(Point annotation dataset entries)

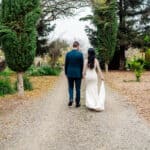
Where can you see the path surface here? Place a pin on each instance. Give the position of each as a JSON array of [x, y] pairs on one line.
[[48, 124]]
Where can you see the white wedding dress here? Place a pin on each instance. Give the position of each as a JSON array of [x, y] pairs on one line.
[[94, 99]]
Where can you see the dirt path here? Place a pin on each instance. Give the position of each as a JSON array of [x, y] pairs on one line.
[[49, 124]]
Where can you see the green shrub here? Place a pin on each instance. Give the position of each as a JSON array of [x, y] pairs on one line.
[[27, 84], [43, 70], [147, 60], [6, 72], [5, 86], [137, 65]]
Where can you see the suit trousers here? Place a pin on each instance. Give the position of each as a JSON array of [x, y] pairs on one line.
[[77, 83]]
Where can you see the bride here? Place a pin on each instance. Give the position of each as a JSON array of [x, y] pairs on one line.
[[91, 72]]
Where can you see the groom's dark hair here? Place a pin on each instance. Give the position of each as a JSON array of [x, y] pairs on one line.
[[76, 44]]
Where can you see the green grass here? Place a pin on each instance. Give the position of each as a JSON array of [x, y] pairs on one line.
[[43, 71], [5, 86]]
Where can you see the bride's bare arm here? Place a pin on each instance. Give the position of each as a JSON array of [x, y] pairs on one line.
[[99, 70]]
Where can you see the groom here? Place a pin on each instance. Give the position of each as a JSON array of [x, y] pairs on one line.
[[73, 71]]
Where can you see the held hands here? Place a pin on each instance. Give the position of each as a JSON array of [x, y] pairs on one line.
[[102, 78]]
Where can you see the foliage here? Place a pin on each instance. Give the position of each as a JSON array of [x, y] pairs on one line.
[[18, 32], [5, 86], [147, 59], [103, 37], [44, 30], [27, 84], [52, 10], [18, 35], [43, 71], [133, 26], [137, 65], [6, 72], [55, 51]]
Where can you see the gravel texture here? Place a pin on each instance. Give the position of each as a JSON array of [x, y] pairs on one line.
[[48, 124]]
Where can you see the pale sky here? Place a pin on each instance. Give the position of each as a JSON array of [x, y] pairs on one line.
[[72, 29]]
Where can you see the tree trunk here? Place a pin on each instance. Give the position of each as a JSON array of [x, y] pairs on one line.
[[106, 67], [122, 58], [20, 85]]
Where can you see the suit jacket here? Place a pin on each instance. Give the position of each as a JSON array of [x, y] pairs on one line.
[[74, 64]]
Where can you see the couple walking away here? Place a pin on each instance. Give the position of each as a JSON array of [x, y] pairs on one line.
[[76, 69]]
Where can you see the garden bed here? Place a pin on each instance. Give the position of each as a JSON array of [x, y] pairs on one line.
[[138, 93], [41, 85]]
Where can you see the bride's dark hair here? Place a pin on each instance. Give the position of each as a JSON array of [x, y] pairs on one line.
[[91, 58]]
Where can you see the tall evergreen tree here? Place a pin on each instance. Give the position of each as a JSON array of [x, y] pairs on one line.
[[134, 23], [18, 35], [103, 37]]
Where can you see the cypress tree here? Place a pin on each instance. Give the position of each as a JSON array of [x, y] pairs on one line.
[[104, 36], [18, 35]]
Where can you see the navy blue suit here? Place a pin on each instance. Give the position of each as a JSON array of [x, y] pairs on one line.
[[73, 71]]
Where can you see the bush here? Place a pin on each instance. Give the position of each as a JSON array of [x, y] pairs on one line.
[[27, 84], [5, 87], [6, 72], [43, 70], [147, 60], [137, 65]]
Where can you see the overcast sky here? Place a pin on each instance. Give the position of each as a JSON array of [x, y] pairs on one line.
[[72, 29]]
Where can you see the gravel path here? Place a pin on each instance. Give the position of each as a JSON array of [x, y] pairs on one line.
[[48, 124]]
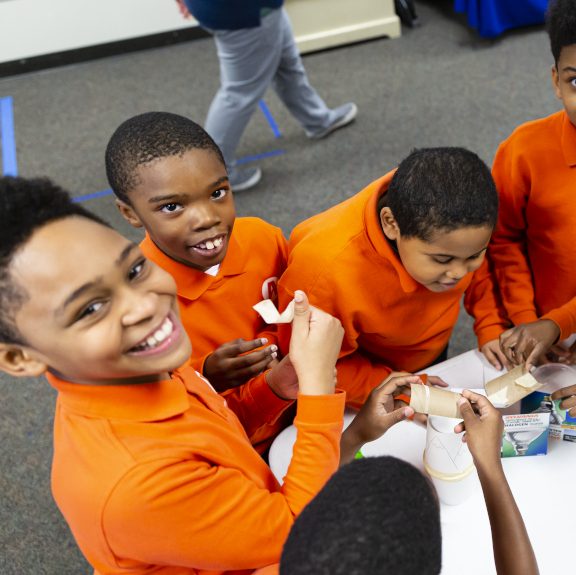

[Problem to solve]
Please write out the entries again with "Place a pin" swapped for "Put a marker" throughout, leaving everything else unchanged. Omit the pictures from your answer.

[Written answer]
Where can you see the path surface here? Put a marker on each instance. Give the position of each as a JSON array of [x, y] pairs on one line.
[[48, 124]]
Where can you see the white wedding dress here? Put a marker on each instance. Give the position of each as a JSON array of [x, y] pairs on one line.
[[94, 99]]
Where can you see the dirt path here? Put a marker on each instance. Give the position of each as a JSON array of [x, y] pairs on one line.
[[49, 124]]
Where can you see the green shrub here? Put a marker on each instance. Give the position of each as a JSON array of [x, y] pairs on one line.
[[27, 84], [43, 70], [147, 60], [6, 72], [5, 86], [137, 65]]
Where can you see the suit trousers here? Put a marker on each instance. Give the position of each as a JSON array of [x, y] pairs on one line.
[[77, 83]]
Where can you see the bride here? Put a marker on each instance. Give the position of each as a JSON array of [x, y] pairs on one line.
[[91, 72]]
Where can you see the groom's dark hair here? Put a marker on each instance. Give the position of each as a JSON array of [x, y] pairs on one line.
[[76, 44]]
Where can you see the green grass here? Put a marker on each instance. Give the position of each as a JSON array of [x, y] pairs on one line.
[[43, 71], [5, 86]]
Where can you see the bride's bare arm here? Put a marker on each instance. Give the position of each as a JSON array of [x, y] pairs on one line.
[[99, 70]]
Where can you see the groom here? Put a marker on each instance. Give the position of each as a JSON array of [x, y] pairs on one line.
[[73, 71]]
Where can you see the held hands here? Put a marker on each instance. Give the position of each as a JSON array of [x, y] pairs on one line.
[[102, 78]]
Where can you see the foliage here? Put a marker on each instance. Give the position of each as a JSON array of [x, y] pairs on one line.
[[18, 32], [5, 86], [147, 59], [103, 37], [44, 30], [27, 84], [52, 10], [18, 35], [43, 71], [133, 26], [137, 65], [6, 72], [55, 51]]
Where can you see the gravel texture here? Put a marker on each instance. Give the position of each as a JSON array of [x, y] pairs on one line.
[[48, 124]]
Where can you see the pale sky here? Put a marker on each instance. Give the position of each as a JSON array of [x, y] pairs on one line.
[[72, 29]]
Where can you see the tree trunk here? Put a marker on each instance. Give the position of each as a JSON array of [x, y] pairs on one line.
[[106, 67], [122, 58], [20, 85]]
Where can you see the suit jacket here? Put a marker on each instance. Give the position of each as a JSON array of [x, y] pairs on one line.
[[74, 64]]
Where can you see the couple walking away here? Put a marker on each instance. Give the position of each as a JSON array of [x, y] pairs on one line.
[[76, 69]]
Where can you see the garden bed here? Put a marker on each instance. Give the position of each as a JSON array of [x, y] pairs on one line.
[[138, 93], [41, 85]]
Where can you see the bride's dark hair here? Put a marker on each instance. Give the position of each as a JSON array of [x, y] pairs on one line.
[[91, 58]]
Where can you see the tall evergreen tree here? Put a marker on each instance. Give the position of each as a JSON array of [x, y] pairs on one line.
[[134, 23], [18, 35], [103, 37]]
Where can you see the cypress tree here? Put a marker on each instance. Give the position of each as a JSON array of [x, y] pairs on one line.
[[104, 36], [18, 35]]
Where can you see the navy blue suit here? Put a marker on each instance. Give the position of each as a JSON array of [x, y] pairs on one line.
[[73, 71]]
Where can you see the bush here? Put a marker on each instance. Give the position of each as a JSON array of [x, y] pairs on one line.
[[27, 84], [5, 87], [6, 72], [43, 70], [147, 60], [137, 65]]
Where can you see the overcast sky here? Put a marker on each instance. Give the position of each as a JSON array of [x, y] pairs on one line.
[[72, 29]]
Where can you see the gravel path here? Put a marker on each instance. Give the position of each as a JSON array of [x, y] pairs on one line.
[[48, 124]]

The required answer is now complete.